* **Task item**
When you repeat the entries below, please keep them exact and leave out the pictures.

◆ ◆ ◆ ◆

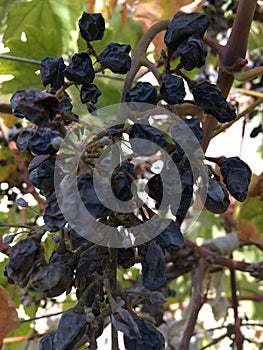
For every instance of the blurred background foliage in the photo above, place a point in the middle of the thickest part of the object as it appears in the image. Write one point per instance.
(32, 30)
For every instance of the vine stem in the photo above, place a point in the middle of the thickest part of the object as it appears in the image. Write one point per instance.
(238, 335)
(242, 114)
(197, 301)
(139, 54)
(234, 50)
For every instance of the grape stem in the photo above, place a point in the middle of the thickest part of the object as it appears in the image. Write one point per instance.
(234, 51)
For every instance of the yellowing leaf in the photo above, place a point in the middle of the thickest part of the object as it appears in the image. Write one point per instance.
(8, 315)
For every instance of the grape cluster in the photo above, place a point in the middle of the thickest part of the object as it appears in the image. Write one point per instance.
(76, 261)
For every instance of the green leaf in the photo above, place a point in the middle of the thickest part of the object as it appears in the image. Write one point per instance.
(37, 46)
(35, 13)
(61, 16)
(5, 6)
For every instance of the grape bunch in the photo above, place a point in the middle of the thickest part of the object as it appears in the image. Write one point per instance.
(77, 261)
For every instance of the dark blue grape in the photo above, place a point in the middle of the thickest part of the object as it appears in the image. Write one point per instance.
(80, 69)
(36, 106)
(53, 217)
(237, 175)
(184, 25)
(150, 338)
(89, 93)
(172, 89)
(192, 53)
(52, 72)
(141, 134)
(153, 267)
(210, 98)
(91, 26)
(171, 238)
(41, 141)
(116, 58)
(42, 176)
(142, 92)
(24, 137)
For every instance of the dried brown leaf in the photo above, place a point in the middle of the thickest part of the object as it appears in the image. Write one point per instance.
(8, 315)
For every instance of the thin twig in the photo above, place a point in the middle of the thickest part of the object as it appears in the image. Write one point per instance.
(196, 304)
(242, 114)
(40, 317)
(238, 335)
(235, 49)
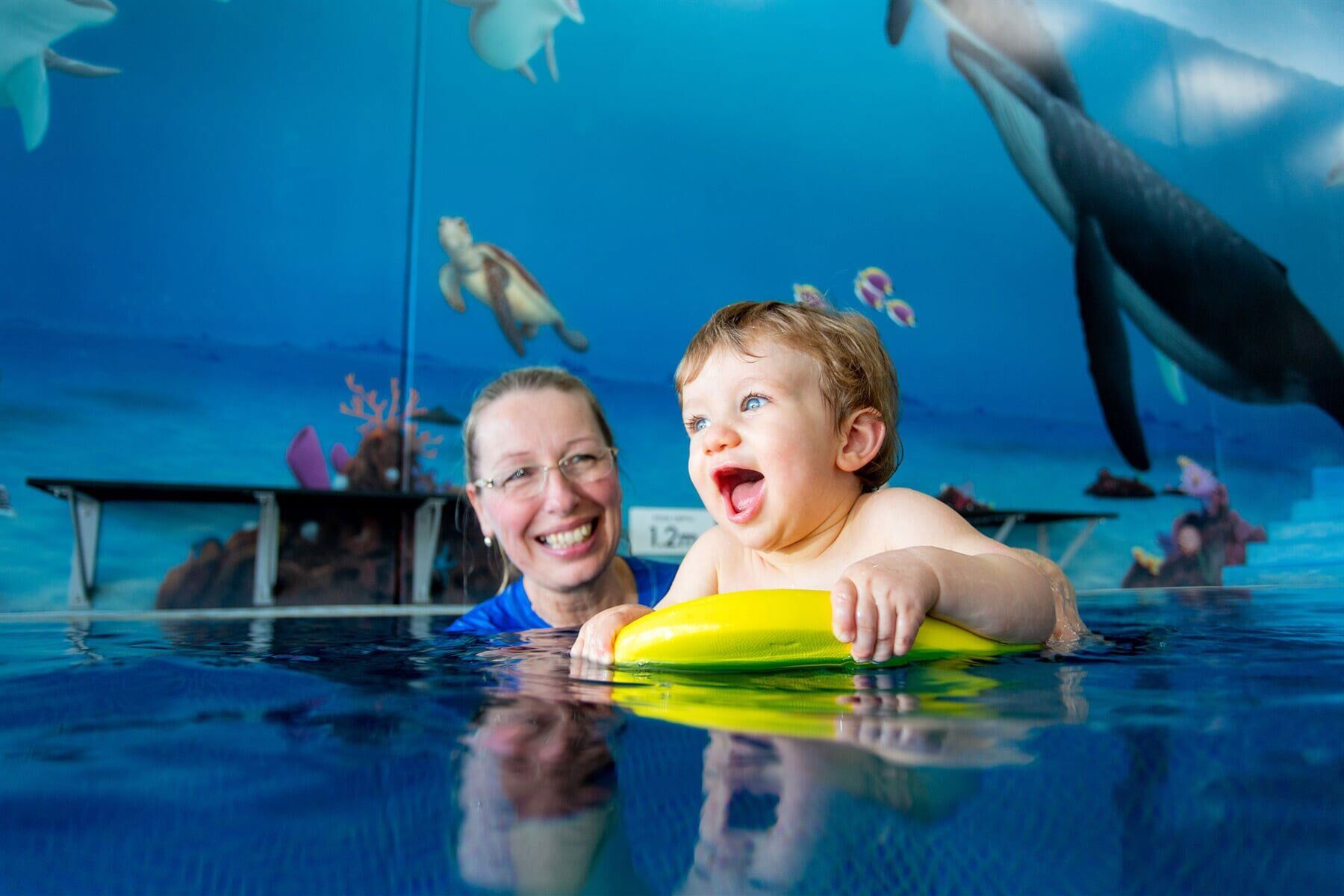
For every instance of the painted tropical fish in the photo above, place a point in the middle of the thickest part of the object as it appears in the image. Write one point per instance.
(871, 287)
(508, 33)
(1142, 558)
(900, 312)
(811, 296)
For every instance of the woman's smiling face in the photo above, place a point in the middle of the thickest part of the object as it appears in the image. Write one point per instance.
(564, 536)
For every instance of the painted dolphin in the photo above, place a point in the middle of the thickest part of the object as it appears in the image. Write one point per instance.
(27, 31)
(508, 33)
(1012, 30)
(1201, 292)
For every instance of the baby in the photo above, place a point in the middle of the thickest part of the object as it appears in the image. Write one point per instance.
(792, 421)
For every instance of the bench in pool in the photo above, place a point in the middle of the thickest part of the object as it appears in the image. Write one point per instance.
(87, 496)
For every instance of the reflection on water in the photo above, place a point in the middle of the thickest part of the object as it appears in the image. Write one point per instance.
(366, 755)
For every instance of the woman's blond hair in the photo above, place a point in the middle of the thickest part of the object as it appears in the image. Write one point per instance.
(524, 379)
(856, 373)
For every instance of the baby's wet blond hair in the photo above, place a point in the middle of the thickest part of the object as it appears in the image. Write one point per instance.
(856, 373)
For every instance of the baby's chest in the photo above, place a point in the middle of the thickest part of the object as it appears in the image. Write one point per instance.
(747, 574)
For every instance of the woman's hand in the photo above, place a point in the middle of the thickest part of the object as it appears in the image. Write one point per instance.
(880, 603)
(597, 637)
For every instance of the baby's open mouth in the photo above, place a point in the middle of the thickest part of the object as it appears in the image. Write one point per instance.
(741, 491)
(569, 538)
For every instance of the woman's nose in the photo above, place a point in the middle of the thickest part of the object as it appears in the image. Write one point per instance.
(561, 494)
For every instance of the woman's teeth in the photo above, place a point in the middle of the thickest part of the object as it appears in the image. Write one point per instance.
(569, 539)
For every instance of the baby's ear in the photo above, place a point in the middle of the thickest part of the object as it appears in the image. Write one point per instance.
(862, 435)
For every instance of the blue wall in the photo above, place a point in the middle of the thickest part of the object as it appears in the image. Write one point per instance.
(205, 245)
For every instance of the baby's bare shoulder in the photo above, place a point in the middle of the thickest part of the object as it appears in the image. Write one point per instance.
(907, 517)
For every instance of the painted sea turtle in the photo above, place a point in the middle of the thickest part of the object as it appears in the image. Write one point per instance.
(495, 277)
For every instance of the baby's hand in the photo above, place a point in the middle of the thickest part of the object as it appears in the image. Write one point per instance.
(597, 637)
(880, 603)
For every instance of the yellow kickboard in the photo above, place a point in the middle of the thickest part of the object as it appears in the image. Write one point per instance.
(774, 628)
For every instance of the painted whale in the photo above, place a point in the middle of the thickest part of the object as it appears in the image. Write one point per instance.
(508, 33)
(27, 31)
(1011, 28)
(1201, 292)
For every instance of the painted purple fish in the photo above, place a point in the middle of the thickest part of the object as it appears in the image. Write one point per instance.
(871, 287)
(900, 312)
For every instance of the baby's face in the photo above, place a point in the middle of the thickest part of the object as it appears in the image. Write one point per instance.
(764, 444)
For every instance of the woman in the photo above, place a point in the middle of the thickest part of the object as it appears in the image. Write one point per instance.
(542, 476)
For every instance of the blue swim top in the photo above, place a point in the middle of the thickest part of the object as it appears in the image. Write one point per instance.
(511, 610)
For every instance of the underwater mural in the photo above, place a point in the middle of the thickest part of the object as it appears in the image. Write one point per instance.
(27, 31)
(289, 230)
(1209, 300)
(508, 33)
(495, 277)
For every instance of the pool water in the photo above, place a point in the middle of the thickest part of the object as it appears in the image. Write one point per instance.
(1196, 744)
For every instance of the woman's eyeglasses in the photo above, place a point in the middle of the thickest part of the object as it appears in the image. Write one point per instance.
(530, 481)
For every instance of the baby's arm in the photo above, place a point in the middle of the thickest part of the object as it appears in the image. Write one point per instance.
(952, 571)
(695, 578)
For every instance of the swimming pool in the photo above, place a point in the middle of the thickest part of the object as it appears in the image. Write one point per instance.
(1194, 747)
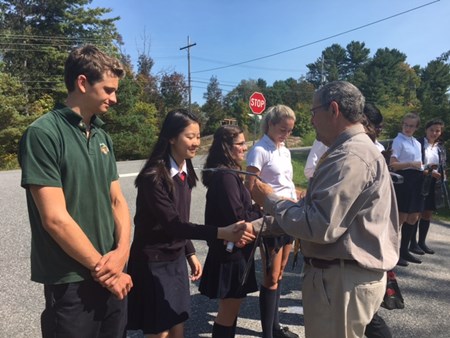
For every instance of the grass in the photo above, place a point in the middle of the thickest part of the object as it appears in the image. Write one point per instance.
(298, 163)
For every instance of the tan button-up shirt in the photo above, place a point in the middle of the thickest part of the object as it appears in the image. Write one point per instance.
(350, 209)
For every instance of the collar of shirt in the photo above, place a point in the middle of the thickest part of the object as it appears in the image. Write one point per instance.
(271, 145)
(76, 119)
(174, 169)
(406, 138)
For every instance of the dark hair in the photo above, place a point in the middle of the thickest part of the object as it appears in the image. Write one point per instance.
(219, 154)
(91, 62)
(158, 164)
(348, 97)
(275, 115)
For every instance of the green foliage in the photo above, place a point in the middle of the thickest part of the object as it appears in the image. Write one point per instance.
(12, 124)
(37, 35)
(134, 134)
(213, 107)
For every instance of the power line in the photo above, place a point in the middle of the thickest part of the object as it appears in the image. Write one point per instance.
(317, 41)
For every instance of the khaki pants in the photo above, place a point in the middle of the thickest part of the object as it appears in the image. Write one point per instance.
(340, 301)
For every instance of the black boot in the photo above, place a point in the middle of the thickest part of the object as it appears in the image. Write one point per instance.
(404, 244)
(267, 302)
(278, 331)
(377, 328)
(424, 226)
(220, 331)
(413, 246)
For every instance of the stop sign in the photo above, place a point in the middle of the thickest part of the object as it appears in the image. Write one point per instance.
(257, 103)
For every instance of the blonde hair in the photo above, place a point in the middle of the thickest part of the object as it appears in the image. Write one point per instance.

◆ ◆ ◆ ◆

* **Reply to the exercise**
For every instance of the blurred background foliage in the photo above, place a point in the middle of the thickest part of the object as it appears in the image. Write one point per instance.
(32, 30)
For every instance of the vine stem in the photo above, place a point in the middle of the thickest part of the object as it appears in the image. Write one point per instance.
(238, 335)
(242, 114)
(197, 301)
(139, 54)
(234, 50)
For every instance of the grape stem in the photo above, place a point in the middle of the thickest part of the object as it appears in the image. Write one point per instance.
(234, 51)
For every instance of the yellowing leaf in the photo above, place a point in the middle of the thickest part of the object as it appears in the image. Write one point per instance.
(8, 315)
For every instance of the grape cluster in the photo above, place a point in the middle of the thickest part of the object as it appears in the image. Write one point per instance.
(76, 261)
For every instance of the green leaf in the photo above, place a point in the middle of the thickest part of the object as it appears in the image. Write one point per instance.
(37, 46)
(35, 13)
(61, 16)
(5, 6)
For every instance of the grape bunch in the photo above, place a point in the middle of the thickest part of the object as it appears in the image. Write one point per instance.
(77, 261)
For every instance of the dark blue grape in the photo above, place a point in the middle of the thickest part of the object as it appears in the image. Write one point per instance.
(80, 69)
(36, 106)
(53, 217)
(237, 175)
(184, 25)
(150, 338)
(89, 93)
(172, 89)
(192, 53)
(52, 72)
(141, 134)
(153, 267)
(210, 98)
(91, 26)
(171, 238)
(41, 141)
(116, 58)
(42, 176)
(142, 92)
(24, 137)
For every instance of the dried brown leaf in the photo above, place a point in the middle of the thickest part of the object as it appears in the image. Write one point per instance.
(8, 315)
For every instance of the thin twig in the photo above, place a point in the middle of the thickest part of the object as it appears in the image. Write one point per instance.
(196, 304)
(242, 114)
(40, 317)
(238, 335)
(235, 49)
For every instance of the painted tropical fish in the photo above, place a point in the middle of the thickest part of the object as it appears in the image. Write one point per instance.
(871, 287)
(508, 33)
(1142, 558)
(900, 312)
(811, 296)
For every instance of the woman's smiling face in the photo above, place a point in the middle of the thickest part of the object as it appears in the image. Write one point per instance.
(564, 536)
For every instance of the painted dolphin in the photo above, place a point in the middle of the thickest part of the object as it appears in the image. Write one point per instance.
(27, 31)
(508, 33)
(1012, 30)
(1201, 292)
For every instance of the baby in the photo above, place a point in the middle of the thickest part of the object as it appears in the image. Write one point per instance.
(792, 421)
For every instance of the bench in pool in the photo above, place a point in the middle of the thickest part of the object as it appears in the image. Write one point per instance.
(87, 496)
For every instance of the reflection on water in the photo above, place a point in the middle of the thickest part of the object as it appears in the image. Write one point per instance.
(366, 755)
For every instance of the woman's blond hair in the photo above, place a point in the middle of the thickest part of the object as it appears in the image. Write one point per instance.
(524, 379)
(856, 373)
For every instance of the baby's wet blond hair in the photo above, place a point in the middle of the thickest part of the object as it appears in the image. Write one point per instance.
(856, 373)
For every instance of the baby's chest in the photo above, place a point in the middle of the thickest part of the object as it appears in the image. Write one point per instance.
(747, 574)
For every instance of the woman's hand in the photo above, place a point in the middle of the thickest part of the object as it appears in the image. Write one point per instance.
(880, 603)
(597, 637)
For every instance of the baby's open mouth in the photo above, place a point in the middle of the thickest part of the object as it appears in the image. Write one point per instance.
(741, 491)
(569, 538)
For every instance of the woman's nose in the photo above, place a point in the middle of the thickest part of the object as it appears in the image. Write one point per instance.
(561, 494)
For every instance of the woman's teeth in the photo above, place a point in the middle of the thickest part of the object as it appears in the image. Write one point per instance.
(569, 539)
For every instance of the baby's ear in the photo above, place a point in the middle of the thickest part of the object as it appears in the image. Write one point per instance.
(862, 435)
For every instance of the blue wall in the photo above, place a point in the middle of the thickest part of the object as it appears in the image. Write one point per instance.
(205, 245)
For every instance of the baby's bare shoulder in the photo above, place a point in the middle of the thickest part of the object as it appears in the image. Write one point per instance.
(907, 517)
For every instance of the painted sea turtle in the photo above, place a point in the middle of the thickest part of the object as it appears in the image. Write one point per instance.
(495, 277)
For every instance of the baby's hand in the photo above, place a point in the middle of the thickest part of the object as it appears in the image. Write one point per instance.
(597, 637)
(880, 603)
For every instance of the yellow kickboard in the photo above, place a point in the middle of the thickest part of the object as it appears in the image. Write one point per instance.
(774, 628)
For every instance of the painted whale in the photo above, place a point in the middle of the thickest part of the object as it appears in the image. Write one point per instance.
(508, 33)
(27, 31)
(1011, 28)
(1201, 292)
For every instance of the painted purple fish in the photo above, place a point in the middle of the thickest part of the object as it appears in the image. Write one point per instance.
(871, 287)
(900, 312)
For every instance of the baby's face in the photo above, place a point in the middle of the thickest part of the object as it appears in the image. Write one point per instance.
(764, 444)
For every instance of the woman in the photo above, place a point in the middle of the thickest part of the object as it appears in the image. Write one point per instance.
(542, 476)
For every instance of the blue swim top in the photo above, place a point in the middle of the thickest part of the object as it appears in the image. Write one point per instance.
(511, 610)
For every instance of the underwater mural in the photo above, place a point in the middle of the thickest part of the object as it appears in the image. Write one point per instance.
(27, 31)
(289, 230)
(1209, 300)
(508, 33)
(495, 277)
For every instance of the pool water in the photo above, place a point in the middle of the thickest part of the object as it appears in the image. Write one point per instance.
(1196, 744)
For every instance of the woman's eyeglasses in the photo above, place a point in the middle of the thickest part of the object as it appears in the image. Write one point per instance.
(530, 481)
For every instance of the baby's arm in the photo above, place a point in the middle of the thickest part of the object as it appears in the image. Write one point per instance.
(952, 571)
(695, 578)
For every instance of the swimming pool in the photo above, place a point in the middle of the thickest part of the object as it appears in the image. Write one point per instance.
(1194, 747)
For every instance of the grass in the photo above, place a point in the middle of the thickest part of the object as it appears in the image. Write one point per instance.
(298, 163)
For every instance of the tan button-up shirt in the photo above, place a point in the middle of the thickest part of the object as it appears in the image. Write one point per instance.
(350, 209)
For every instance of the collar of shirt in the photo above, place a point in the middle of the thickest part of the object as it appears in the image. Write one point per instance.
(271, 145)
(76, 119)
(174, 169)
(406, 138)
For every instance of the dark hair in the photo above, place a point in the middle of the thickest part of the object as it appears in the image. Write one point per instance.
(219, 154)
(91, 62)
(158, 164)
(348, 97)
(275, 115)
For every instance of the green foliage in the photo above, place a point in the middle of the thickest part of the object as it appears in the image. Write one point per instance.
(12, 124)
(37, 35)
(134, 134)
(213, 107)
For every instance of the power line in the photo above, place a point in the middle of the thickest part of the object as it appears in the image. Write one point per instance.
(317, 41)
For every instance of the khaki pants in the photo above, place a point in the middle of the thickest part of the object as it appears in the image. Write one point per instance.
(340, 301)
For every instance of the black boot in the photo above, place a point in the middle of the thickest part of the object as it appears in the image. Write one point per instance.
(404, 244)
(267, 302)
(278, 331)
(377, 328)
(424, 226)
(220, 331)
(413, 246)
For every instance of the stop sign in the photo above, place a point in the middle of the thickest part of the object as it appears in the image. Write one point per instance.
(257, 103)
For every instance of the blonde hair in the photo above, place a point in the middle of the thickest part of the object as it appears in the image. Write one point per instance.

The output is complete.